Record extracts:
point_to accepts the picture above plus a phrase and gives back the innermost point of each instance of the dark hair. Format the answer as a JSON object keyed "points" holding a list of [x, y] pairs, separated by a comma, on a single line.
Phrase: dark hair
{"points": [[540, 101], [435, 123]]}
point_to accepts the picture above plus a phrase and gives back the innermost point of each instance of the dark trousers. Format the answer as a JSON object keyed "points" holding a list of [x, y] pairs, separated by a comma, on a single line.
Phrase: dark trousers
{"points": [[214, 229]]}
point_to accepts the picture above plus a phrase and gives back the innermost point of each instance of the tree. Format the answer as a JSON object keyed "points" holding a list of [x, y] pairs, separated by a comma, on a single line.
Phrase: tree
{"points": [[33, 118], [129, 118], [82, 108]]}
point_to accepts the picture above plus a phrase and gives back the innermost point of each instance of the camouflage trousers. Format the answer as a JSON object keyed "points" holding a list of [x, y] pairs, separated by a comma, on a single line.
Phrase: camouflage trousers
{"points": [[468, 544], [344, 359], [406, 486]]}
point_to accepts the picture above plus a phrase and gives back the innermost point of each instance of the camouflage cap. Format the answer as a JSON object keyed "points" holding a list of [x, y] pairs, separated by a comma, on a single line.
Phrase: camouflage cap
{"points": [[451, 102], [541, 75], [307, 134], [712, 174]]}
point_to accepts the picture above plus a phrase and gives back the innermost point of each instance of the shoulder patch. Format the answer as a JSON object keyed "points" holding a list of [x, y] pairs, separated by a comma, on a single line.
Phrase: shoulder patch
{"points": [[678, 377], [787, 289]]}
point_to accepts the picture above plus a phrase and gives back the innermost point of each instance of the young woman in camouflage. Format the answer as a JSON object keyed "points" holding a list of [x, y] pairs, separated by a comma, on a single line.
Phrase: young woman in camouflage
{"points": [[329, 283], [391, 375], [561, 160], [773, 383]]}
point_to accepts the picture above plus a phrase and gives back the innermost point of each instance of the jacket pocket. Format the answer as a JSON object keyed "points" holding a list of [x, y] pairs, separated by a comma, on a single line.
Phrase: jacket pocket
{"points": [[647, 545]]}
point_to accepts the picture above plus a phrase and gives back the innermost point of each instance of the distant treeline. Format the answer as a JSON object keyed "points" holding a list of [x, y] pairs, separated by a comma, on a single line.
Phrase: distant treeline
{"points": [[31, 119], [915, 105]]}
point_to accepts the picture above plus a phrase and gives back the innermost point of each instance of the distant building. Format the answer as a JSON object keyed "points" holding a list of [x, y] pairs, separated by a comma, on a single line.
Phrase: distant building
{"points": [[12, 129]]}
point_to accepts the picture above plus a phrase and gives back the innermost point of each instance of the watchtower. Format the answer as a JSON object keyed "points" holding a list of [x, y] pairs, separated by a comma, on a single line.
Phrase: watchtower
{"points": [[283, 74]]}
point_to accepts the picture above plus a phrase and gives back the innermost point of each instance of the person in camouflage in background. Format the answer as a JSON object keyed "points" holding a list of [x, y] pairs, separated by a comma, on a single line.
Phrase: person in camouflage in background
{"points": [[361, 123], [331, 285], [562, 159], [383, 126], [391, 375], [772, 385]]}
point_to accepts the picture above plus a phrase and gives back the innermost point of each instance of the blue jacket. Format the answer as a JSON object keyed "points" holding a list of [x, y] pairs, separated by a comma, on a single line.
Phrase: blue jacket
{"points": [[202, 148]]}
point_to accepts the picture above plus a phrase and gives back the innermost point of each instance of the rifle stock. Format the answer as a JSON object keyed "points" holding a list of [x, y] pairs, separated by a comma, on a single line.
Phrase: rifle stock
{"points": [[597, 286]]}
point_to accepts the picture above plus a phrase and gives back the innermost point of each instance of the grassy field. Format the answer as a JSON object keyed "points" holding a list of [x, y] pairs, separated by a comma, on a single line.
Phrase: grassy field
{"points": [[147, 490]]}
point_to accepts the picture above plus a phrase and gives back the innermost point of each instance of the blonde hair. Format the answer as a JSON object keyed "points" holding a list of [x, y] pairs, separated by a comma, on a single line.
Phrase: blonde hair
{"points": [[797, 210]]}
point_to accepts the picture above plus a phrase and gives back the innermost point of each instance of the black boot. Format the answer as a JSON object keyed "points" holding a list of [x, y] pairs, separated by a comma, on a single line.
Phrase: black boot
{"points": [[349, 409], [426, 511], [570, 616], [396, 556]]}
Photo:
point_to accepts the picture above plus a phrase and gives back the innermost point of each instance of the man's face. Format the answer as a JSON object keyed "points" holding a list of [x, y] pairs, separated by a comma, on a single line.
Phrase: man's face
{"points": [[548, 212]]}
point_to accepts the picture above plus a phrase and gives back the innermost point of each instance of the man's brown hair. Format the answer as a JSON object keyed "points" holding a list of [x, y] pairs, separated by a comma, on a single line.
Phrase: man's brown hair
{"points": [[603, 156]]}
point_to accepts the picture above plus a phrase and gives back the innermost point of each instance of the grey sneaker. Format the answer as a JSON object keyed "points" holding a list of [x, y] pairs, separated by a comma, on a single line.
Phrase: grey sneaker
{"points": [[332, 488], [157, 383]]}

Exercise description: Swap "innermost" for "central" throughout the data and write all of it out again, leaving everything else unchanged.

Written response:
point_to accepts the picture above plus a phrase and gives back the central point of each instance of the dark hair. Format the answer as a JSON object keyed "points" holding a list of [x, y] pairs, separated by a comma, on a single line.
Phrase: dark hair
{"points": [[540, 101], [435, 123]]}
point_to accepts the picture above plus a phrase and gives back the central point of each instance of the dark trousers. Format the answer as a JSON object keyed "points" holding a list of [x, y] pairs, separated by a comma, on a single line.
Phrase: dark trousers
{"points": [[214, 229]]}
point_to accepts the picture above plus a phrase and gives back the central point of each instance of the tree. Format the answer as a JSON object keyed "points" holding a list of [x, y] pairs, separated by a comma, on a single line.
Phrase: tree
{"points": [[33, 118], [129, 118], [82, 108]]}
point_to accepts the picture above plus a phrase and gives back the central point of each instance of the camouflage trousers. Format the answer as a JSON object keyed "points" holding a list of [x, y] pairs, separated by a comma, on a single line.
Phrase: camouflage trousers
{"points": [[468, 544], [344, 359], [406, 486]]}
point_to accepts the picture above plus a phrase and gives back the central point of each instance of the camouflage cap. Format the answer as a JSON object keyed "points" holding a list of [x, y] pairs, separated by a comma, on a single line.
Phrase: camouflage cap
{"points": [[451, 102], [541, 75], [307, 134], [712, 174]]}
point_to accepts the picture above plus a phrase and gives back the central point of each instance of the shoulder patch. Format the answer as a JSON object keyed "points" holding a list of [x, y] pairs, separated by a comma, on a single line.
Phrase: shoulder patch
{"points": [[678, 377], [787, 289]]}
point_to accepts the picture above plus a phrase and gives back the central point of each instance of the young woman in camouflage. Format the answer as a JSON object keyed "points" holding a list of [x, y] pairs, separated by a comma, on a single line.
Phrase: young woman in camouflage
{"points": [[329, 283], [391, 375], [561, 160], [773, 383]]}
point_to accepts the picture above plus a phrase and gives back the central point of each instance of the jacket pocket. Format the answer as a JSON object keyed "points" holding a list of [x, y] pairs, separated by a comma, on a single line.
Phrase: jacket pocket
{"points": [[647, 545]]}
point_to accepts the picture above plus a phrase and gives back the central point of each instance of the distant treeline. Format the answer as a JSON object keyed "points" holding a list of [x, y] pairs, separated by a comma, on a single line.
Phrase: distant treeline
{"points": [[31, 119], [915, 105]]}
point_to accepts the picture above plus a phrase and gives back the central point of each instance of the distant building. Format the answer as a JSON object keyed "points" holding a list of [x, y] pairs, separated by a comma, on a single line.
Phrase: distant building
{"points": [[12, 129]]}
point_to accepts the picture above plus a phrase and gives back the central point of each instance of the watchtower. Format the answer as a JSON object keyed "points" holding a list of [x, y] pairs, separated by a comma, on a single line.
Phrase: watchtower
{"points": [[283, 74]]}
point_to accepts the picture above plus a phrase and gives back the central point of each instance of the person in camouflage in background. Format the answer as a JSON object keyed "points" holding a list of [x, y] pairs, separated by a comma, on a single line.
Phrase: person in camouflage in background
{"points": [[361, 123], [331, 285], [562, 159], [383, 126], [391, 375], [772, 385]]}
point_to accepts the picture above plus a phrase and gives back the central point of each instance of the blue jacket. Format the answer as a JSON object keyed "points" holding a list of [x, y] pairs, separated by a comma, on a single line.
Phrase: blue jacket
{"points": [[202, 148]]}
point_to accepts the picture above plus a phrase and gives back the central point of each instance of the rifle stock. Format the answer as a JSON object keyed "points" holding a list of [x, y] pairs, separated by a comma, on a single line.
Phrase: rifle stock
{"points": [[597, 286]]}
point_to accepts the picture above plus a phrase and gives back the central point of each instance of the grassy field. Format the answer as a JSON object keyed "points" holding a list of [x, y] pairs, separated by a comma, on a single line.
Phrase: grassy field
{"points": [[147, 490]]}
point_to accepts the picture above plus a phrase and gives back the central point of each instance of the blonde hair. Format the answer as a JSON object keyed "points" holding a list of [x, y] pairs, separated by a comma, on a single line.
Phrase: blonde hair
{"points": [[797, 210]]}
point_to accepts the picture above plus a phrase and gives back the central point of each instance of the black boot. Format the answer as a JSON object keyed "points" holding a list of [x, y] pairs, separated by a comma, on a single line.
Phrase: black boot
{"points": [[349, 409], [426, 511], [570, 616], [396, 556]]}
Photo:
point_to accepts the picture above plus a phrase and gives back the central point of each instance of the man's face. Format the answer as a JSON object keyed "points" holding a list of [x, y] pairs, separated by a comma, on a single line.
Phrase: man's face
{"points": [[548, 212]]}
point_to accepts the picture above plus a phrase and gives back the central point of each instance of the man's brown hair. Format the answer as a JSON object keyed "points" holding a list of [x, y] pairs, separated by a comma, on a single line.
Phrase: man's brown hair
{"points": [[603, 156]]}
point_to accepts the picture above plus a phrase and gives back the central point of each instance of the grey sneaker. Format the answer as a JSON object keyed "points" holding a list of [x, y] pairs, separated by a comma, on a single line.
Phrase: grey sneaker
{"points": [[332, 488], [157, 383]]}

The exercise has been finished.